The problem: Transcribe the material below verbatim, omitting the pictures.
* Start Extracted information *
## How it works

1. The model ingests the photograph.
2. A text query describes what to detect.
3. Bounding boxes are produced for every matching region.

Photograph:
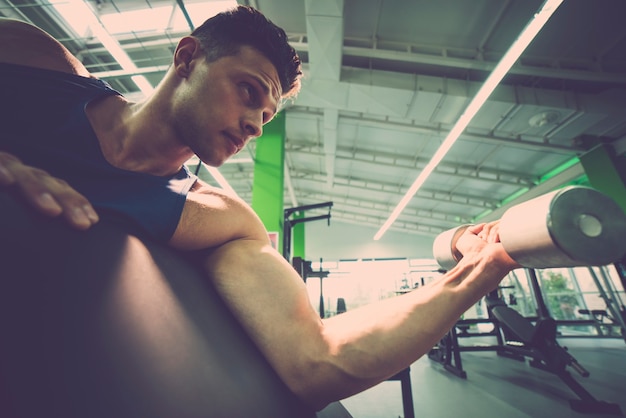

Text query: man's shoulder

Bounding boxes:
[0,18,90,77]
* End Extracted information *
Solution to this problem:
## How it works

1. The model ingests the photograph.
2. A text query describes what to detect.
3. Bounding boxes are produced for every matching region.

Photograph:

Text query: man's shoulder

Bounding boxes:
[0,18,90,77]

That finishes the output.